**DOCUMENT SECTION:**
Fix `Qwen2AudioForConditionalGeneration.forward()` and `test_flash_attn_kernels_inference_equivalence` #39503

ebezzam · 2025-07-18T14:46:08Z

What does this PR do?

Fixes breaking Qwen2Audio tests: https://github.com/huggingface/transformers/actions/runs/16361063842/job/46229139255

Errors don't display in above Model CI tests, but this is what I got:

FAILED tests/models/qwen2_audio/test_modeling_qwen2_audio.py::Qwen2AudioForConditionalGenerationIntegrationTest::test_small_model_integration_test_batch - TypeError: Qwen2AudioForConditionalGeneration.forward() got an unexpected keyword argument 'cache_position'
FAILED tests/models/qwen2_audio/test_modeling_qwen2_audio.py::Qwen2AudioForConditionalGenerationIntegrationTest::test_small_model_integration_test_multiturn - TypeError: Qwen2AudioForConditionalGeneration.forward() got an unexpected keyword argument 'cache_position'
FAILED tests/models/qwen2_audio/test_modeling_qwen2_audio.py::Qwen2AudioForConditionalGenerationIntegrationTest::test_small_model_integration_test_single - TypeError: Qwen2AudioForConditionalGeneration.forward() got an unexpected keyword argument 'cache_position'
== 3 failed, 77 passed, 43 skipped, 4 warnings in 82.32s (0:01:22)

In short, cache_position was missing in forward of Qwen2AudioForConditionalGeneration and adding it resolves the tests 👍

However, it probably needs to be processed in some way? Like in Qwen2VLForConditionalGeneration?

If it's similar as in Qwen2VLForConditionalGeneration happy to do it!

cc @eustlb, @gante as it seems you were aware of cache related issues here

HuggingFaceDocBuilderDev · 2025-07-18T14:59:31Z

The docs for this PR live here. All of your documentation changes will be reflected on that endpoint. The docs are available until 30 days after the last update.

gante

Thank you for opening the PR 🙏

We'll need to pass cache_position to self.language_model as well. The non-legacy processing branch in Qwen2AudioForConditionalGeneration.forward only prepares inputs_embeds (and not position-based tensors, like position_ids or attention_mask), so further processing of cache_position probably isn't needed. I'm assuming that before this fix, we were relying on the language_model's default values for cache_position, so in practice this change won't have an impact on the outputs from interfaces like generate.

Let's make sure the slow tests are passing after the changes!

gante · 2025-07-18T15:37:56Z

@ebezzam after your changes, remove this line as well. If this was the only cache-related issue, then CI will be happy :D

(the line I linked prevents generate-related quick tests from running)

**DIRECTION A:**
Update the pull request thread from "In short, cache_position" to "the last update.", putting "60 days" wherever "30 days" appears.
**DIRECTION B:**
Using the pull request thread, say yes or no to each statement and quote the words that decide it: (i) The reported test run had three failures. (ii) gante says cache_position definitely needs further processing. (iii) The docs stay available until 30 days after the last update.
The rows that come next are separate material.

**DATASET CONTENT:**

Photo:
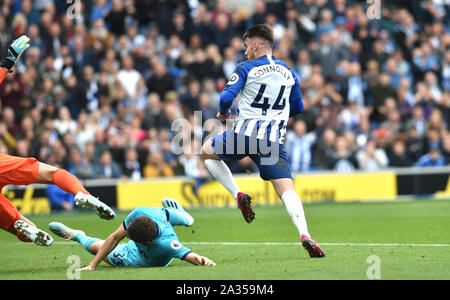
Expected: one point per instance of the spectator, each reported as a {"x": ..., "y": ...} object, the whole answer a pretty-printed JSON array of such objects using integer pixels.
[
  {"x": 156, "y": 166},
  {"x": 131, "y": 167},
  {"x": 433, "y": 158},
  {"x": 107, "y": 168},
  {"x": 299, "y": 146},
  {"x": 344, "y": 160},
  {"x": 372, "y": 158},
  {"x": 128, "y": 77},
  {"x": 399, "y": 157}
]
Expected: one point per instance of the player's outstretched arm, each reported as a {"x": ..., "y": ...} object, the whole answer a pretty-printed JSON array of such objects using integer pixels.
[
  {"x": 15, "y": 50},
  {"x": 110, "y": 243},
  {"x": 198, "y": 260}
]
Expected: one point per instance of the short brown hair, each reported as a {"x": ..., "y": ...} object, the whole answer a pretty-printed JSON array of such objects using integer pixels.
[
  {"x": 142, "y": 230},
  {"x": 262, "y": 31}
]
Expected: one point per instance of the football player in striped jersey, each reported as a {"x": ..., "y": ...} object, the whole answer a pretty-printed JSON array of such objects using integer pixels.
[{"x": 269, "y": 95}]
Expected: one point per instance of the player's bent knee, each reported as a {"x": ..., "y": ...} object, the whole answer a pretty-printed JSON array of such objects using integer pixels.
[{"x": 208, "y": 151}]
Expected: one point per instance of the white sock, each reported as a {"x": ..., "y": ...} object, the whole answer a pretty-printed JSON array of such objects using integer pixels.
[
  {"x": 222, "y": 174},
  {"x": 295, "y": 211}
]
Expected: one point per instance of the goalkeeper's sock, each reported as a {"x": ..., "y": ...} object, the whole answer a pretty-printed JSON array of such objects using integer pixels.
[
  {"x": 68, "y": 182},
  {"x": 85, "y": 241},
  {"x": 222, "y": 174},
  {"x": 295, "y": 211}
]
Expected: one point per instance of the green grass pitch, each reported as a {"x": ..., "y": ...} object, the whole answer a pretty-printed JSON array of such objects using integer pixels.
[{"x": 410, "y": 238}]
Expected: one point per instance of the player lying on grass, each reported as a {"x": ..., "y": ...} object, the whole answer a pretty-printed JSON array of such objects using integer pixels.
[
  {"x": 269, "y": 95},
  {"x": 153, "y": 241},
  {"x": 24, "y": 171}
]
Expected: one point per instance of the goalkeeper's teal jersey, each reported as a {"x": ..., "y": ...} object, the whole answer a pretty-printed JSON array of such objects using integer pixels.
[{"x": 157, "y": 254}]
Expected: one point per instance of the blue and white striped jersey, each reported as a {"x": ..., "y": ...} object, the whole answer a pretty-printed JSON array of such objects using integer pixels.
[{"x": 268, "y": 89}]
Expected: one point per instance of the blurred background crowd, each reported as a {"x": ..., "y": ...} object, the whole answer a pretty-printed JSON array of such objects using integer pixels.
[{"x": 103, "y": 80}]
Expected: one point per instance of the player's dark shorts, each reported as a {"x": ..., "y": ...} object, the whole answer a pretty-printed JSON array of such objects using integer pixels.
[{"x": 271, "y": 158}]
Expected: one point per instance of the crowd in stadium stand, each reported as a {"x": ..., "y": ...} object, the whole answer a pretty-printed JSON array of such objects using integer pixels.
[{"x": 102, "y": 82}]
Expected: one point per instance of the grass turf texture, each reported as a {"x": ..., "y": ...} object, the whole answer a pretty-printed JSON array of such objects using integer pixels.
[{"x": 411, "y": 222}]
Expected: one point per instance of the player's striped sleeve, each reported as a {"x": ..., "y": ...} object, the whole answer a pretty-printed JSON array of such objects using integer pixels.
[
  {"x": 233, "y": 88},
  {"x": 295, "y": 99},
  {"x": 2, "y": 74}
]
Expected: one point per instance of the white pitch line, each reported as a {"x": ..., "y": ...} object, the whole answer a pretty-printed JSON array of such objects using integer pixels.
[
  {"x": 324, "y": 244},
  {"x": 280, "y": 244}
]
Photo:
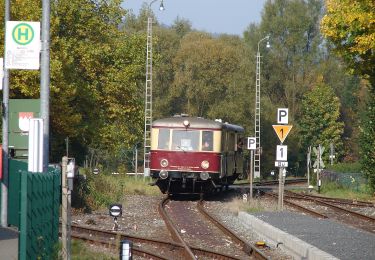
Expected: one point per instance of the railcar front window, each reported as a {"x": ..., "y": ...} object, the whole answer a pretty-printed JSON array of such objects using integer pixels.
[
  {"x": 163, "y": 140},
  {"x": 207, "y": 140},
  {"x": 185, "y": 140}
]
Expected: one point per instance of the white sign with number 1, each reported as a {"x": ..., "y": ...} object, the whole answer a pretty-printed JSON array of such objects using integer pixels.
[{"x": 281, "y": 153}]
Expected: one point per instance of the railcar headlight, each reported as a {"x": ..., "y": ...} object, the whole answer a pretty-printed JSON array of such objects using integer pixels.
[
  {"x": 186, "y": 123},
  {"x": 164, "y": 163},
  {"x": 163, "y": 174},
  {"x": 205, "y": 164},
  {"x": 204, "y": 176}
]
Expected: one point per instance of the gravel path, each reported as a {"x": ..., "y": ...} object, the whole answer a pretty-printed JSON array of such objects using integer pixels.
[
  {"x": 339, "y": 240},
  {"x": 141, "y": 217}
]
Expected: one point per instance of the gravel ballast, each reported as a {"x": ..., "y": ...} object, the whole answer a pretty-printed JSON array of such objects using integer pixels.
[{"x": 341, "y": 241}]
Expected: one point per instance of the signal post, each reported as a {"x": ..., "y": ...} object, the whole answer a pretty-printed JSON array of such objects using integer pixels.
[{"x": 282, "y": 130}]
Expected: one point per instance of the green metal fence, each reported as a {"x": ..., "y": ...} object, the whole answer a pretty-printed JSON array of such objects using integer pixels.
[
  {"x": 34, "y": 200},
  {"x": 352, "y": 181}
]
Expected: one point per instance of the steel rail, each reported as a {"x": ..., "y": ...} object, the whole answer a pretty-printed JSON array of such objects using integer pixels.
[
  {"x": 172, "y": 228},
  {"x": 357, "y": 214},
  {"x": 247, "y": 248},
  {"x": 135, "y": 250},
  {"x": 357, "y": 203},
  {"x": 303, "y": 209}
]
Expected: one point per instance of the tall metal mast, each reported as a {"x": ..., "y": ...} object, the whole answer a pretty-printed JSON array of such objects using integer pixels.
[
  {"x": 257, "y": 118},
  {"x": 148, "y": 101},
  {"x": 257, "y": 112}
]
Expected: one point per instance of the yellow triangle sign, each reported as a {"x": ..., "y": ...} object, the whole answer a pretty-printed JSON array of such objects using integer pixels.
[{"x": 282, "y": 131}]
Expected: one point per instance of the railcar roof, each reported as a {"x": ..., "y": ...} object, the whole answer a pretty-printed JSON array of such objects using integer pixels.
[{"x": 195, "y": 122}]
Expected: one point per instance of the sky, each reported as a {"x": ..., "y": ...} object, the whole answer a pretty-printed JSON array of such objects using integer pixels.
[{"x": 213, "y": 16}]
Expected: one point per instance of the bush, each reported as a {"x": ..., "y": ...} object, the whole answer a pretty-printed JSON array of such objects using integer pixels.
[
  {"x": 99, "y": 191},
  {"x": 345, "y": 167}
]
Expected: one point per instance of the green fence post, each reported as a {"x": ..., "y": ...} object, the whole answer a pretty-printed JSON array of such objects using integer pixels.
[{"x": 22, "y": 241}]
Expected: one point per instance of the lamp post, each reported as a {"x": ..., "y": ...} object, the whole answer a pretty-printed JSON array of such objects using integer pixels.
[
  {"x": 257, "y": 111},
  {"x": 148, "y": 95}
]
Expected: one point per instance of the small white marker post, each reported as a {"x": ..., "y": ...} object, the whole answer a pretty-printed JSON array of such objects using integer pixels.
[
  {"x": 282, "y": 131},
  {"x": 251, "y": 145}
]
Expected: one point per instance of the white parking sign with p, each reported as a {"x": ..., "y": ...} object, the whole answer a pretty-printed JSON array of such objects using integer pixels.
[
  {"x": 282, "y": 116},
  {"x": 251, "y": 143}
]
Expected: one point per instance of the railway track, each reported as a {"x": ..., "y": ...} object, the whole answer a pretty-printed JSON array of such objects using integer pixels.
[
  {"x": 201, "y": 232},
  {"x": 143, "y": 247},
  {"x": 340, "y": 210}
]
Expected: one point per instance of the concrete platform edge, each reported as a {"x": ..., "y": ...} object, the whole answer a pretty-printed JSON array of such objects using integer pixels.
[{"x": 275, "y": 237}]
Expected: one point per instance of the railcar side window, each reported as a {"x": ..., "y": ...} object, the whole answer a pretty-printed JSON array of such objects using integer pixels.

--

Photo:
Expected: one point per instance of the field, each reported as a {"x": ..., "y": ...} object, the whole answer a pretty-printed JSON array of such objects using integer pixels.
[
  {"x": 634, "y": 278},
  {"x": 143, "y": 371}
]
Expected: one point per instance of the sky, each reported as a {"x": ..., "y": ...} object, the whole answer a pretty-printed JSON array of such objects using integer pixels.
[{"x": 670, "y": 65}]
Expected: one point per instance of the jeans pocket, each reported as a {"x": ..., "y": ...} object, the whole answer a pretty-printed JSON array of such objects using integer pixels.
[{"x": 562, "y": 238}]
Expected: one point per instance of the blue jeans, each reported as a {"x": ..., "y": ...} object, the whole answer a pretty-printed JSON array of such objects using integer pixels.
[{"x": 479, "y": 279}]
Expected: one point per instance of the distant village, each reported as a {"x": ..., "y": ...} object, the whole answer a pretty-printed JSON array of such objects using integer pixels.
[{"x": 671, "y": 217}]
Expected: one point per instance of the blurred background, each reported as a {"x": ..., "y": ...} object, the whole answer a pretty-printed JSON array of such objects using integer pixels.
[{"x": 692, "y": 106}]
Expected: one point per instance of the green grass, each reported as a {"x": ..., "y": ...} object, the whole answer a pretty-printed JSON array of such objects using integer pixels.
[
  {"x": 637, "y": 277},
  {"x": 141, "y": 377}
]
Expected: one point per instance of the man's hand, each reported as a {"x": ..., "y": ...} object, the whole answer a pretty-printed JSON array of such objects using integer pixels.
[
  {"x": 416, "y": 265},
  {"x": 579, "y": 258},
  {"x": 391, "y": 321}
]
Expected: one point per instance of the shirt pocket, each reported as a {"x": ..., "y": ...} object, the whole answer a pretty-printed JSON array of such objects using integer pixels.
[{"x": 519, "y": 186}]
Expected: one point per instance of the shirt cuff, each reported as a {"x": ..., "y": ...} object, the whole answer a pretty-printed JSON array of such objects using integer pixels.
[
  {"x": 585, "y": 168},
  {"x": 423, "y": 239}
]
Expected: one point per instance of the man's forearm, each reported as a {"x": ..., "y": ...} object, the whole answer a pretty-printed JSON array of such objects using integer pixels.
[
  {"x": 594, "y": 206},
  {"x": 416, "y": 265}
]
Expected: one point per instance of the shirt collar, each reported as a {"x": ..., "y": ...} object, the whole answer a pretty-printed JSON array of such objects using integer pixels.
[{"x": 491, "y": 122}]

**RESPONSE A:**
In short, cache_position was missing in forward of Qwen2AudioForConditionalGeneration and adding it resolves the tests 👍

However, it probably needs to be processed in some way? Like in Qwen2VLForConditionalGeneration?

If it's similar as in Qwen2VLForConditionalGeneration happy to do it!

cc @eustlb, @gante as it seems you were aware of cache related issues here

HuggingFaceDocBuilderDev · 2025-07-18T14:59:31Z

The docs for this PR live here. All of your documentation changes will be reflected on that endpoint. The docs are available until 60 days after the last update.

**RESPONSE B:**
(i) Yes: "3 failed, 77 passed, 43 skipped, 4 warnings in 82.32s (0:01:22)"
(ii) No: "further processing of cache_position probably isn't needed"
(iii) Yes: "The docs are available until 30 days after the last update."